### Your assignment
Transcribe the whole listing exactly, but do not carry over its pictures.

### Dataset
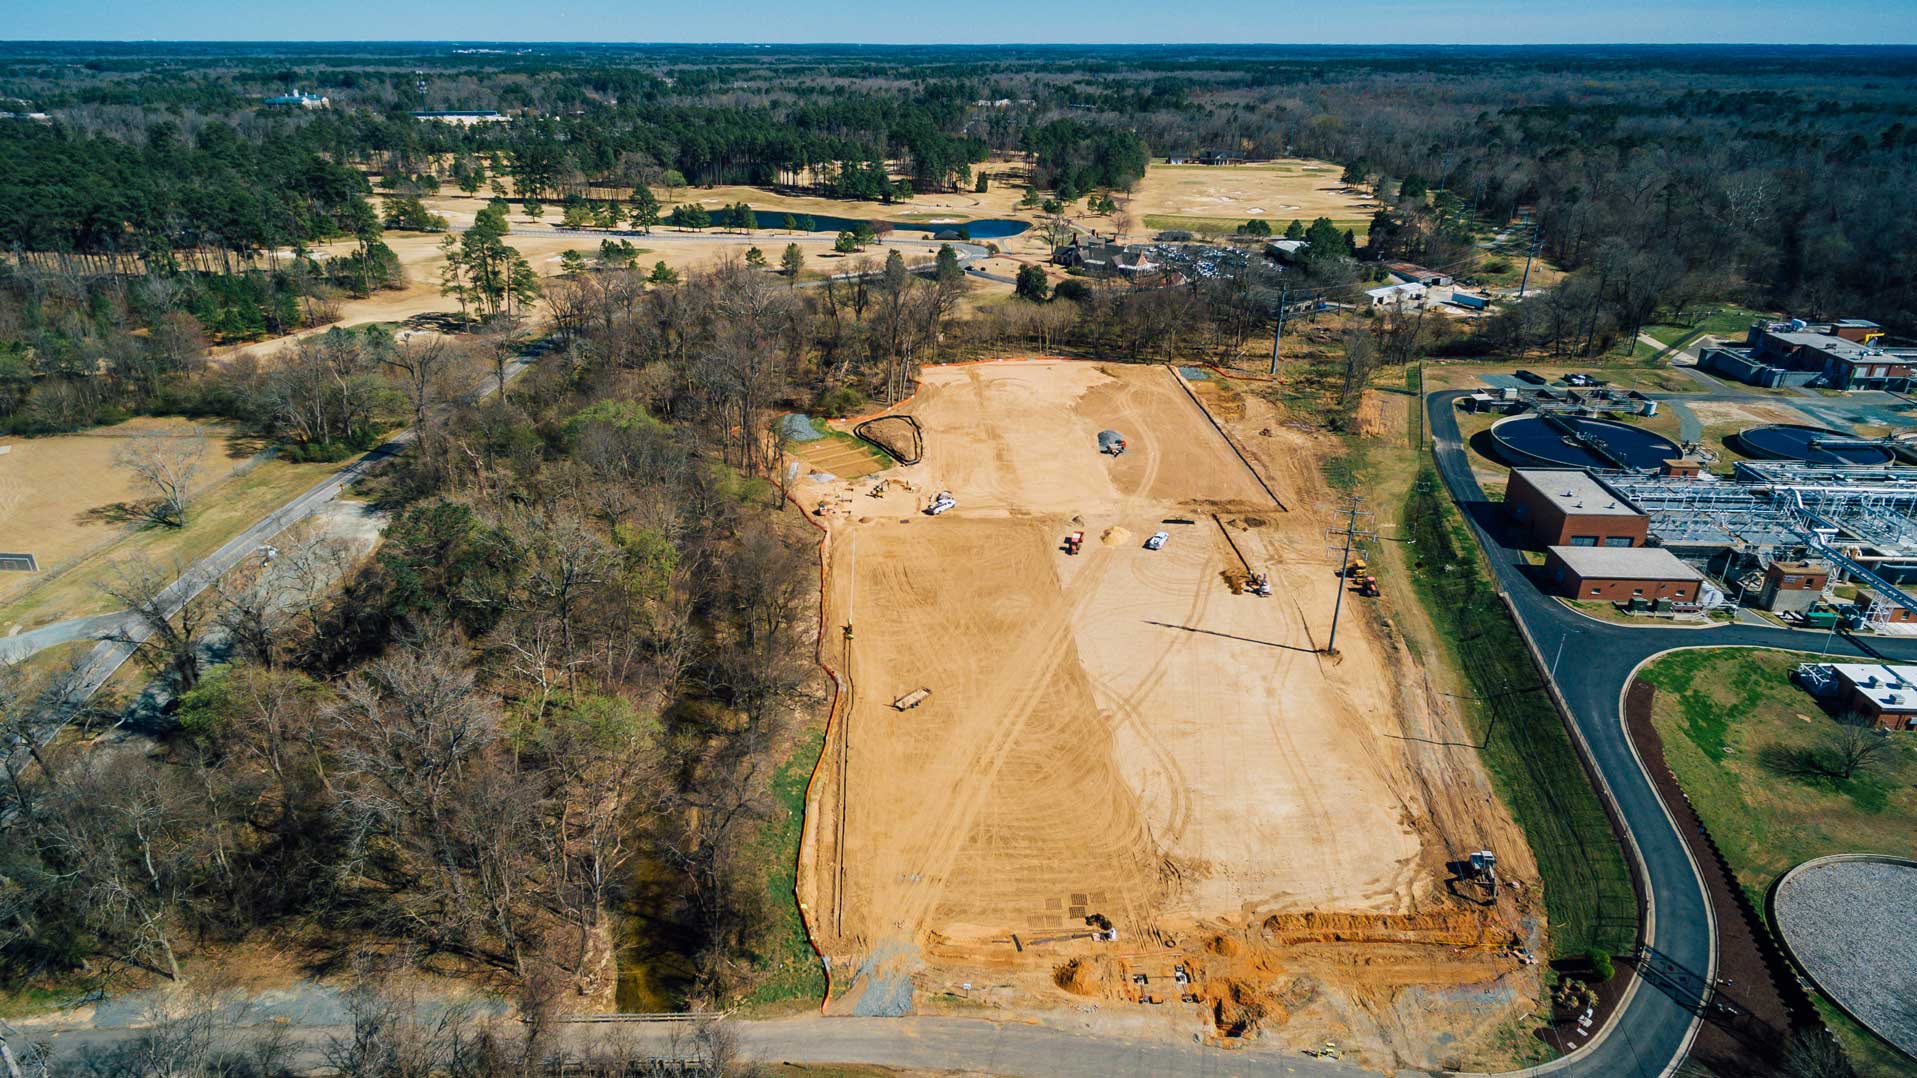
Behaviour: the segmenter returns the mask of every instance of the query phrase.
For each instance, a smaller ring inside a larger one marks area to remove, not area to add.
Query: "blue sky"
[[[1917,0],[0,0],[10,40],[1917,43]]]

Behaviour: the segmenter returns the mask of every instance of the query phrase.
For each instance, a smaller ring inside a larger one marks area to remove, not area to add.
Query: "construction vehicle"
[[[1475,850],[1471,854],[1471,878],[1483,881],[1491,892],[1491,901],[1498,900],[1498,855],[1490,850]]]
[[[1085,545],[1085,533],[1073,532],[1065,537],[1065,553],[1076,554]]]
[[[904,696],[899,697],[897,700],[892,701],[892,707],[894,710],[897,710],[897,711],[909,711],[912,708],[915,708],[919,706],[920,704],[923,704],[925,702],[925,698],[930,695],[932,695],[931,689],[913,689],[911,692],[908,692]]]
[[[932,499],[932,504],[925,507],[925,515],[935,517],[957,505],[958,500],[952,497],[951,491],[941,490],[938,493],[938,497]]]
[[[1162,550],[1165,546],[1165,541],[1170,538],[1171,538],[1170,532],[1153,532],[1152,537],[1150,539],[1145,540],[1145,549],[1146,550]]]
[[[1367,599],[1376,599],[1380,594],[1382,594],[1378,590],[1378,578],[1375,576],[1372,576],[1370,573],[1366,573],[1365,575],[1359,577],[1358,578],[1358,594],[1364,596]]]
[[[887,480],[881,479],[878,482],[872,484],[872,489],[866,491],[865,492],[866,495],[873,498],[885,497],[885,488],[886,488],[887,482],[888,482]]]
[[[1271,577],[1266,576],[1264,573],[1253,573],[1251,574],[1250,581],[1245,585],[1245,590],[1251,592],[1253,595],[1270,595]]]
[[[1100,453],[1109,453],[1114,457],[1124,456],[1125,455],[1125,436],[1118,433],[1115,430],[1099,431],[1098,432],[1098,451]]]
[[[1365,575],[1365,573],[1369,571],[1370,568],[1371,567],[1369,565],[1365,564],[1365,560],[1363,558],[1353,558],[1351,559],[1351,562],[1344,567],[1344,570],[1340,572],[1338,575],[1355,579],[1357,577],[1361,577]]]

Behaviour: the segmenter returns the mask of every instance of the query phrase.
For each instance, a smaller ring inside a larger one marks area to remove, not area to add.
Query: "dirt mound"
[[[1274,913],[1259,926],[1264,942],[1423,943],[1451,947],[1502,947],[1511,931],[1489,915],[1437,913]]]
[[[909,415],[885,415],[868,419],[852,428],[863,441],[878,446],[900,464],[917,464],[925,459],[925,434],[919,421]]]
[[[1123,546],[1132,541],[1132,533],[1124,528],[1106,528],[1098,541],[1106,546]]]
[[[1074,958],[1052,971],[1052,983],[1075,996],[1113,994],[1123,971],[1109,958]]]
[[[1205,982],[1205,1002],[1211,1008],[1212,1025],[1221,1037],[1243,1037],[1251,1033],[1275,1007],[1270,997],[1234,977]]]

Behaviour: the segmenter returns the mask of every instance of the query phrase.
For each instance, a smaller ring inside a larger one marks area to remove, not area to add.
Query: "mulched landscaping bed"
[[[1717,998],[1734,1009],[1706,1016],[1691,1057],[1718,1074],[1761,1074],[1773,1065],[1791,1031],[1819,1029],[1822,1022],[1665,762],[1664,745],[1651,722],[1656,694],[1647,682],[1631,683],[1624,698],[1625,728],[1710,892],[1717,916]],[[1650,984],[1638,988],[1658,990]]]

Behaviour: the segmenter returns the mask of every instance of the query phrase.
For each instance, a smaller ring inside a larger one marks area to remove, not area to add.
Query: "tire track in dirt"
[[[1085,571],[1094,574],[1094,581],[1102,579],[1110,571],[1112,560],[1097,558],[1094,565],[1085,567]],[[1083,603],[1081,598],[1078,603],[1067,604],[1066,610],[1042,634],[1042,641],[1021,637],[1018,646],[1012,649],[1014,654],[1042,656],[1042,661],[1020,679],[1006,701],[1003,710],[1005,719],[986,738],[979,751],[971,756],[971,763],[965,769],[965,774],[971,779],[966,784],[967,791],[953,806],[953,811],[946,815],[948,826],[940,829],[934,845],[925,851],[926,869],[921,873],[921,880],[910,887],[904,896],[906,909],[901,921],[902,927],[907,930],[916,933],[925,927],[952,865],[978,826],[979,816],[996,785],[1006,757],[1023,734],[1053,678],[1064,665],[1066,656],[1076,656],[1073,625],[1083,613],[1080,609]],[[981,701],[980,706],[988,705]]]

### Solved exercise
Behaviour: the segmenter returns the mask of every instance of the query phrase.
For each instance, a smaller ring inside a larger one marks area to remove, not area to add.
Query: "blue sky"
[[[1917,0],[0,0],[10,40],[1917,43]]]

Behaviour: the segmenter returns the mask of every instance of the query phrase.
For each instance, a smaller ring inside a larger one marks area to remove, not area to add.
Query: "construction vehicle"
[[[1475,850],[1471,854],[1471,878],[1483,881],[1491,892],[1491,901],[1498,900],[1498,855],[1490,850]]]
[[[1085,545],[1085,533],[1073,532],[1065,537],[1065,553],[1076,554]]]
[[[904,696],[899,697],[897,700],[892,701],[892,707],[894,710],[897,710],[897,711],[909,711],[912,708],[915,708],[919,706],[920,704],[923,704],[925,702],[925,698],[930,695],[932,695],[931,689],[913,689],[911,692],[908,692]]]
[[[932,499],[932,504],[925,507],[925,515],[935,517],[957,505],[958,500],[952,497],[951,491],[941,490],[938,493],[938,497]]]
[[[1162,550],[1165,546],[1165,541],[1170,538],[1171,538],[1170,532],[1153,532],[1152,537],[1150,539],[1145,540],[1145,549],[1146,550]]]
[[[1367,599],[1376,599],[1380,594],[1382,594],[1378,590],[1378,578],[1375,576],[1372,576],[1370,573],[1366,573],[1365,575],[1359,577],[1358,578],[1358,594],[1364,596]]]
[[[887,480],[881,479],[878,482],[872,484],[872,489],[866,491],[865,492],[866,495],[873,498],[885,497],[885,488],[886,488],[887,482],[888,482]]]
[[[1271,577],[1266,576],[1264,573],[1253,573],[1251,574],[1250,581],[1245,585],[1245,590],[1251,592],[1253,595],[1270,595]]]
[[[1100,453],[1109,453],[1114,457],[1124,456],[1125,455],[1125,436],[1118,433],[1115,430],[1099,431],[1098,432],[1098,451]]]
[[[1365,575],[1365,573],[1369,571],[1370,568],[1371,567],[1369,565],[1365,564],[1365,560],[1363,558],[1353,558],[1351,559],[1351,562],[1344,567],[1344,570],[1340,572],[1338,575],[1355,579],[1357,577],[1361,577]]]

Behaviour: the segmenter returns the mask of every instance of the query phrase.
For each instance, a smaller ring inside a larger one marks area to remove, not area to add.
Query: "dirt mound"
[[[1274,913],[1259,926],[1264,942],[1423,943],[1451,947],[1502,947],[1511,931],[1489,915],[1437,913]]]
[[[909,415],[885,415],[868,419],[852,428],[863,441],[878,446],[900,464],[917,464],[925,459],[925,434],[919,421]]]
[[[1123,546],[1132,541],[1132,533],[1124,528],[1106,528],[1098,541],[1106,546]]]
[[[1074,958],[1052,971],[1052,983],[1075,996],[1113,994],[1123,971],[1109,958]]]
[[[1205,982],[1205,1002],[1211,1008],[1212,1025],[1221,1037],[1243,1037],[1251,1033],[1275,1007],[1270,997],[1234,977]]]

Behaviour: the segmenter returns the mask of every instance of the query phrase.
For each instance, a smaller ring inside a larger one marks area to remove, not area to add.
Query: "mulched landscaping bed"
[[[1717,998],[1734,1009],[1706,1016],[1691,1057],[1718,1074],[1761,1074],[1773,1065],[1791,1031],[1819,1029],[1822,1022],[1665,762],[1664,745],[1651,722],[1656,694],[1647,682],[1631,683],[1624,698],[1625,728],[1710,892],[1717,916]],[[1650,984],[1638,988],[1658,990]]]

Behaviour: the segmenter returns the mask of every instance of the query phrase.
For each instance, a smaller ring inside a larger one marks area to remove, not area to add.
Query: "tire track in dirt"
[[[1085,571],[1094,574],[1094,581],[1102,579],[1110,571],[1112,560],[1097,558],[1094,565],[1085,567]],[[1083,603],[1081,598],[1078,603],[1067,604],[1066,610],[1042,634],[1042,641],[1021,637],[1018,646],[1012,649],[1014,654],[1042,656],[1042,661],[1020,679],[1006,701],[1003,710],[1005,719],[986,738],[979,751],[971,756],[971,763],[965,769],[965,774],[971,779],[966,784],[967,791],[953,806],[953,811],[946,815],[948,826],[940,829],[934,845],[925,851],[926,869],[921,873],[921,880],[910,887],[904,896],[906,909],[901,921],[902,927],[907,930],[916,933],[925,927],[952,865],[978,826],[979,816],[996,785],[1006,757],[1023,734],[1053,678],[1064,665],[1066,656],[1076,656],[1073,625],[1083,613],[1080,609]],[[981,701],[980,706],[988,705]]]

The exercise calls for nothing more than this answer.